Top of DATA TO USE

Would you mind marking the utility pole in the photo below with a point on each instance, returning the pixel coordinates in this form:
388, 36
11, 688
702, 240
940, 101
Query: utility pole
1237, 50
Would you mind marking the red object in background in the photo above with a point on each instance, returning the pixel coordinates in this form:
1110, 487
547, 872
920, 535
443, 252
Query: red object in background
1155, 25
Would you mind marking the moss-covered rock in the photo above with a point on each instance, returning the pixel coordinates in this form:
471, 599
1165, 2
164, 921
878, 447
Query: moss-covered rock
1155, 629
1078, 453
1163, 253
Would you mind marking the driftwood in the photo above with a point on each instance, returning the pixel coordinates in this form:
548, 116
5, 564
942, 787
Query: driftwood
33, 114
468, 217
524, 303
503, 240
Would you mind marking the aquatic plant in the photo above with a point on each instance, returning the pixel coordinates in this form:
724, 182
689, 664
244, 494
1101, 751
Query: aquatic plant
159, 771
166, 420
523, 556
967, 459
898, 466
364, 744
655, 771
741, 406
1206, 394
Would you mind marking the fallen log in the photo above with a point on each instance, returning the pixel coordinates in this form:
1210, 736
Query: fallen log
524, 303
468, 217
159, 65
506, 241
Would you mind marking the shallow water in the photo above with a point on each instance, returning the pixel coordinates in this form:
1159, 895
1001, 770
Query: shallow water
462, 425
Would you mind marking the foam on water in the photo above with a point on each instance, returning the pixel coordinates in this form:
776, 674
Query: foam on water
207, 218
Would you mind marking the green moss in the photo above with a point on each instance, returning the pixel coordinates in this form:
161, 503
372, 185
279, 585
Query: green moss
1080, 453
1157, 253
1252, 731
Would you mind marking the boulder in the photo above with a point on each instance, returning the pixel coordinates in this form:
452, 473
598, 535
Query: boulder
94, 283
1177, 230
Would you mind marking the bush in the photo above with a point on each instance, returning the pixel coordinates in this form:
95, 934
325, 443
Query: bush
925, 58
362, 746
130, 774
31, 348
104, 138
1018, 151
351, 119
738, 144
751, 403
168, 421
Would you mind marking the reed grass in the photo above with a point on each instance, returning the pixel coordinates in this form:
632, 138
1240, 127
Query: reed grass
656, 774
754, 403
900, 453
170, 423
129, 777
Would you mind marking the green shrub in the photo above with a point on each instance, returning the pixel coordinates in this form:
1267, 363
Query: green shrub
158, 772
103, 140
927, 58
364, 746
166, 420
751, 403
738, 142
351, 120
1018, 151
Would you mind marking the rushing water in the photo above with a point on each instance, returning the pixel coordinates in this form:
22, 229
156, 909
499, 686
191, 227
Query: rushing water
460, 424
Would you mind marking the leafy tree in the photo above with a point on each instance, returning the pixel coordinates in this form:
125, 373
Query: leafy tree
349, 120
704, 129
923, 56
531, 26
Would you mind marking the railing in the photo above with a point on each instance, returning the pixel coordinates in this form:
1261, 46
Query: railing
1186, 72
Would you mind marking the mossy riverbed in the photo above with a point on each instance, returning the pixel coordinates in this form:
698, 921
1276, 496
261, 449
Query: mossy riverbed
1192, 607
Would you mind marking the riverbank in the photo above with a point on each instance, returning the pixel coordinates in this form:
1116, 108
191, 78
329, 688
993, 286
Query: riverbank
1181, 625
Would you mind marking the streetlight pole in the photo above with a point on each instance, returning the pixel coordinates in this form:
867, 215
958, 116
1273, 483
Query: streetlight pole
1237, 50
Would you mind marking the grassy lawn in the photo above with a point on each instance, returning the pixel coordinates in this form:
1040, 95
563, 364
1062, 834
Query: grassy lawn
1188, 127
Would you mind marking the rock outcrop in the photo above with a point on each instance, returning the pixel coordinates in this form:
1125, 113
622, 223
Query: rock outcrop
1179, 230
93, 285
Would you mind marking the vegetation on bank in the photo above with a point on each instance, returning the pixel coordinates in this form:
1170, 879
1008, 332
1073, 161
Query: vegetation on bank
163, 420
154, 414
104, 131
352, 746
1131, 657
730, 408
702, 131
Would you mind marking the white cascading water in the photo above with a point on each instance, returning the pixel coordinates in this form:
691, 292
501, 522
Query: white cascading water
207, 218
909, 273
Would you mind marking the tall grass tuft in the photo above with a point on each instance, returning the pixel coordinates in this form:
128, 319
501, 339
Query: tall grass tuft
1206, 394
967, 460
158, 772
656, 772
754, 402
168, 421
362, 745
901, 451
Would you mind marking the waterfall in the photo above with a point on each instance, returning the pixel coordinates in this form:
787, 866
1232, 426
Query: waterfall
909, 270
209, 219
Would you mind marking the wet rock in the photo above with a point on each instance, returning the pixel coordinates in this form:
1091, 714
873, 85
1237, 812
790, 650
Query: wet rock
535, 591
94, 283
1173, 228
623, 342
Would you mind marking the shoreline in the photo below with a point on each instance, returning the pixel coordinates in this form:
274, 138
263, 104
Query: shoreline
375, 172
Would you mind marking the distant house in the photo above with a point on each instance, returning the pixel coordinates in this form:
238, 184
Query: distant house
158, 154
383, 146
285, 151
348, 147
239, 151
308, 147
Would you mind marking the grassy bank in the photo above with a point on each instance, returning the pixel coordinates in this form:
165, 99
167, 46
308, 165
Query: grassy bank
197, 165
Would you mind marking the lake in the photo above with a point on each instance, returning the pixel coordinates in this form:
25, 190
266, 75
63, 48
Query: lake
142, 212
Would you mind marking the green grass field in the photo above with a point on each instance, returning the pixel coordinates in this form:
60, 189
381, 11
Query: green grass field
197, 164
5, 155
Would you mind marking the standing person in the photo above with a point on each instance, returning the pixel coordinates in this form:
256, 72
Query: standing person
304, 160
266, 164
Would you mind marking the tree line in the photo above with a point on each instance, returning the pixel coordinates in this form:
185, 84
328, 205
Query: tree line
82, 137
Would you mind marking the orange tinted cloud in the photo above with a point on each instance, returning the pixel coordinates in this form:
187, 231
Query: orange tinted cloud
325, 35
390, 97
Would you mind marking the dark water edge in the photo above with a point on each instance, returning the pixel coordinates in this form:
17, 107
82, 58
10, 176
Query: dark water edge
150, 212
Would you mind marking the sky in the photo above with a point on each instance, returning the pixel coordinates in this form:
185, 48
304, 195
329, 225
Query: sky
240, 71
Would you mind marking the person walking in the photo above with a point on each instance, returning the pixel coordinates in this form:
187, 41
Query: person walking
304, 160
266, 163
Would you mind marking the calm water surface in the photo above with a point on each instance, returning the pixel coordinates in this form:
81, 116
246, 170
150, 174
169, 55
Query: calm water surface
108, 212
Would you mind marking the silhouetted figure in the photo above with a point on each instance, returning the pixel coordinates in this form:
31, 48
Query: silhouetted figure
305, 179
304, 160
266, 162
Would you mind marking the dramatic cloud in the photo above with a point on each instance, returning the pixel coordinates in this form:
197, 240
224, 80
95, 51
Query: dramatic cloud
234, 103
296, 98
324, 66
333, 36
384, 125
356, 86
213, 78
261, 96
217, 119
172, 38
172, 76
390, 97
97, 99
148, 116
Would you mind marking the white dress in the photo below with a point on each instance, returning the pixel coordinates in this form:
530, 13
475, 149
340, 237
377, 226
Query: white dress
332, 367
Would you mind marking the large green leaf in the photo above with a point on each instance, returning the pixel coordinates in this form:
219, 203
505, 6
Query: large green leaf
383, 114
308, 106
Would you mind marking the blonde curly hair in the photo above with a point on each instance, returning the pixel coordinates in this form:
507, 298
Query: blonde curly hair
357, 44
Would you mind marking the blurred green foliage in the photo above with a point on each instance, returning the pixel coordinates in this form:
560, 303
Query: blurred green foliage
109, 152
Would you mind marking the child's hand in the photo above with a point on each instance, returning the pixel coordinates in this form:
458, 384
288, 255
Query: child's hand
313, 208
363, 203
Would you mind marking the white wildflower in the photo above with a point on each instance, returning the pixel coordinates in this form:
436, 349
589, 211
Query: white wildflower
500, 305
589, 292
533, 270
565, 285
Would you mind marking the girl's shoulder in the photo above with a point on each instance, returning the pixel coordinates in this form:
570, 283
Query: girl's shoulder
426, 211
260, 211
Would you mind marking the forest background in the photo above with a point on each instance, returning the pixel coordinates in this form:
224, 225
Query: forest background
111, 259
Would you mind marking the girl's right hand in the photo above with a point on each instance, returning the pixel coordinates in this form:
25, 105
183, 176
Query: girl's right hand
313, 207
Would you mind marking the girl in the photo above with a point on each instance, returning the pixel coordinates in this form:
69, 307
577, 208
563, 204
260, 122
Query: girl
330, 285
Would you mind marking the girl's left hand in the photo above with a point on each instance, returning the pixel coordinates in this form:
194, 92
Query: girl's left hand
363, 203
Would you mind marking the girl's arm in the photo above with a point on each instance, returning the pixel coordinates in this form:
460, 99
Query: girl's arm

Bottom of DATA TO USE

WHAT THE TASK REQUIRES — Of the lines in the data, report each one containing the string "below".

ANSWER TO THIS EXERCISE —
Would you mind marking the utility pole in the photo below with a point on each instance, returning the pixel coordinates in this form:
Would you mind marking the shoreline in the photo below with a point on each instance, returning the pixel coordinates in this form:
Would you mind marking the white dress in the photo below with a point on each instance, returning the pixel coordinates in this form:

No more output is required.